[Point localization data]

# # #

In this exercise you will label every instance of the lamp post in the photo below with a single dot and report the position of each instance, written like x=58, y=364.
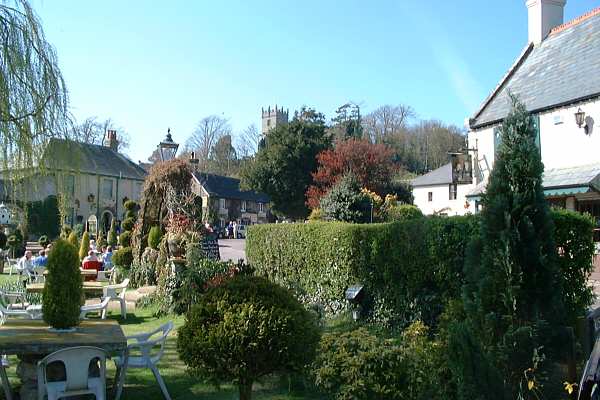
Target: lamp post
x=168, y=148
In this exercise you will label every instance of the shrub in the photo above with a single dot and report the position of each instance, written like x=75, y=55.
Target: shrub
x=73, y=240
x=43, y=241
x=154, y=237
x=402, y=213
x=245, y=329
x=84, y=246
x=63, y=293
x=125, y=239
x=346, y=202
x=128, y=224
x=112, y=234
x=360, y=365
x=123, y=257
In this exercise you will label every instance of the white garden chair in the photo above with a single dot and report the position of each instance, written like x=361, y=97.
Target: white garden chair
x=95, y=308
x=144, y=352
x=117, y=293
x=77, y=367
x=106, y=276
x=13, y=300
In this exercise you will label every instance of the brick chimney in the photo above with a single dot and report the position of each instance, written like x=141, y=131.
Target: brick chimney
x=543, y=15
x=110, y=140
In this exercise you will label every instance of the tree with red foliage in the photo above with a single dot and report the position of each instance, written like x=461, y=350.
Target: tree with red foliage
x=372, y=164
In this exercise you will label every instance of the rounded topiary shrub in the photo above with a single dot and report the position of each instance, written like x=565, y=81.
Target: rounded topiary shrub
x=125, y=239
x=154, y=237
x=43, y=241
x=84, y=246
x=123, y=257
x=128, y=224
x=63, y=293
x=247, y=328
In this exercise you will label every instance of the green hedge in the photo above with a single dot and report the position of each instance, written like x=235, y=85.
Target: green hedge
x=410, y=269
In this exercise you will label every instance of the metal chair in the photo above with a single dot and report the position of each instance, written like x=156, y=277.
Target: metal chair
x=76, y=361
x=148, y=356
x=117, y=292
x=99, y=308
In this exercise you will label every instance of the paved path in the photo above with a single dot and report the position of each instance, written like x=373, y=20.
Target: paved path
x=232, y=249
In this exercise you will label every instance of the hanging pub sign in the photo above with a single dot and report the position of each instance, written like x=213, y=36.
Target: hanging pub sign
x=462, y=168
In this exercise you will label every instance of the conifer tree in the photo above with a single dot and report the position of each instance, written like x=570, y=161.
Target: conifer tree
x=513, y=296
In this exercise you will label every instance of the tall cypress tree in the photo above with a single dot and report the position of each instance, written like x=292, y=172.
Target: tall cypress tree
x=513, y=296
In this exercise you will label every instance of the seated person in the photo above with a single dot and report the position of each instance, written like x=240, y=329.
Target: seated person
x=25, y=263
x=41, y=260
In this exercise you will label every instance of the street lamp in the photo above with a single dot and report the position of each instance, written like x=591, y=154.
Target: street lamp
x=168, y=148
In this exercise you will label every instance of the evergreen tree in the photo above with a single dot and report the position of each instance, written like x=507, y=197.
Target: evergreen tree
x=512, y=295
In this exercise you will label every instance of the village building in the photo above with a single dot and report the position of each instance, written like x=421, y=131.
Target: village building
x=223, y=201
x=556, y=77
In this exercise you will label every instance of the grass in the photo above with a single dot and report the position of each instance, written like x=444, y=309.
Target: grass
x=141, y=385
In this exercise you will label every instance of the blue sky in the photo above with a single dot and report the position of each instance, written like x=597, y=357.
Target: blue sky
x=150, y=65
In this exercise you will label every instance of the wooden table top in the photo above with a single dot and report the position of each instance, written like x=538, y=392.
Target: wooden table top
x=91, y=286
x=84, y=272
x=21, y=336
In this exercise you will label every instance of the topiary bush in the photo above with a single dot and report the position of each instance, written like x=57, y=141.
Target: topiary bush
x=154, y=237
x=73, y=239
x=128, y=224
x=245, y=329
x=84, y=246
x=43, y=241
x=63, y=293
x=125, y=239
x=123, y=257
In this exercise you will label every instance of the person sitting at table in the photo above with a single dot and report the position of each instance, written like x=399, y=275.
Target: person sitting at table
x=25, y=263
x=41, y=260
x=107, y=258
x=90, y=257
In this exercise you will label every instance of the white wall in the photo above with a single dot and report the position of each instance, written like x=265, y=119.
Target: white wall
x=441, y=199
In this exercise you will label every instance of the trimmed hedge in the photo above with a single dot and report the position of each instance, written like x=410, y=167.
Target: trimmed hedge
x=410, y=269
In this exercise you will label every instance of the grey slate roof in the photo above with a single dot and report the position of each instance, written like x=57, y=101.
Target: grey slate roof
x=90, y=158
x=560, y=70
x=440, y=176
x=228, y=188
x=583, y=175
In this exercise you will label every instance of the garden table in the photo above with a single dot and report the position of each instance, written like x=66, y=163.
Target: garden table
x=91, y=287
x=31, y=340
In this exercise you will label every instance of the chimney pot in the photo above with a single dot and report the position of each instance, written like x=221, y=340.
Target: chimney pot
x=543, y=15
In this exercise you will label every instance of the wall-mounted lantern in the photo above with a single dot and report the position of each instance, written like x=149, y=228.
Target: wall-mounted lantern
x=580, y=120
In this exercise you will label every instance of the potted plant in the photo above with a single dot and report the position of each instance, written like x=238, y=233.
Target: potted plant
x=63, y=293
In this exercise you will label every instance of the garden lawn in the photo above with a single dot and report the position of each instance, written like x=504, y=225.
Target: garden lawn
x=141, y=385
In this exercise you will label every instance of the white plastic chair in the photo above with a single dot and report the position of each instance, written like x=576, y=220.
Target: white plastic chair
x=76, y=361
x=13, y=300
x=117, y=293
x=5, y=384
x=149, y=356
x=106, y=275
x=98, y=307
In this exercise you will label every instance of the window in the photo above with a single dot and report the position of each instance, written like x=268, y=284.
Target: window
x=70, y=184
x=107, y=189
x=453, y=191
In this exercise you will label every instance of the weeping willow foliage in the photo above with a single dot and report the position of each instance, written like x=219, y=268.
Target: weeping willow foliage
x=33, y=95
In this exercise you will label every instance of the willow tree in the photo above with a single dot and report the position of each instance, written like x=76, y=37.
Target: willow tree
x=33, y=96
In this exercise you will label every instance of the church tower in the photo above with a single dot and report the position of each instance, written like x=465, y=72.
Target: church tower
x=273, y=117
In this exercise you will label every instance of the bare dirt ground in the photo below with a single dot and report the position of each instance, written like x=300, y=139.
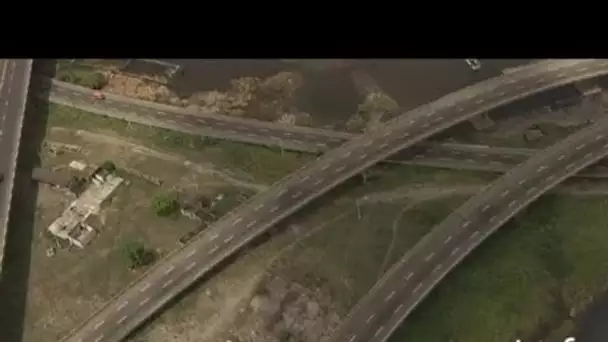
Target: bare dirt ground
x=73, y=283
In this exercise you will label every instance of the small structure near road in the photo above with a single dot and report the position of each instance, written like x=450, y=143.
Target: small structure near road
x=72, y=224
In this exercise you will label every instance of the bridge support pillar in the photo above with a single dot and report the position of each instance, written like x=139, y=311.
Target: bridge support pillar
x=481, y=122
x=588, y=87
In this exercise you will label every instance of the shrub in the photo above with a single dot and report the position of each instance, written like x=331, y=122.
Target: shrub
x=165, y=204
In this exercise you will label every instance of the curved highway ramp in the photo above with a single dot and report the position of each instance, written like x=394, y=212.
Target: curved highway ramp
x=408, y=282
x=232, y=232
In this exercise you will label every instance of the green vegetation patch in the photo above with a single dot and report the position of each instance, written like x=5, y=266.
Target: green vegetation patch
x=522, y=281
x=260, y=163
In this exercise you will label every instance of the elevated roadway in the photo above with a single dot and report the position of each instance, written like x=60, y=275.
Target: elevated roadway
x=229, y=234
x=14, y=83
x=408, y=282
x=313, y=140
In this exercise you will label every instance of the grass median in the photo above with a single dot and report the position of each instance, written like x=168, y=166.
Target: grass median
x=252, y=162
x=523, y=281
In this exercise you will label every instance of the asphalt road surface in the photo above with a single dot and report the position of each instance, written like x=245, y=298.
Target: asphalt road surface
x=229, y=234
x=14, y=84
x=453, y=156
x=407, y=283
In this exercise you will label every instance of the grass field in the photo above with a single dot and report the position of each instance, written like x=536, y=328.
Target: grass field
x=523, y=281
x=254, y=162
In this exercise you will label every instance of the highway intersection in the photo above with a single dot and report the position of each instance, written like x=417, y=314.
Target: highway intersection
x=412, y=278
x=229, y=234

# # #

- **The task**:
Copy out each line of the records where the word "below" appears.

- **Expected answer**:
In this exercise you will label every instance of the lamp post in the photo below with a single dot and report the position of each instance, written like x=58, y=364.
In this exercise you will label every instance of the bare dirt ground in the photo below with a single dot and report the position of each instance, written like x=300, y=139.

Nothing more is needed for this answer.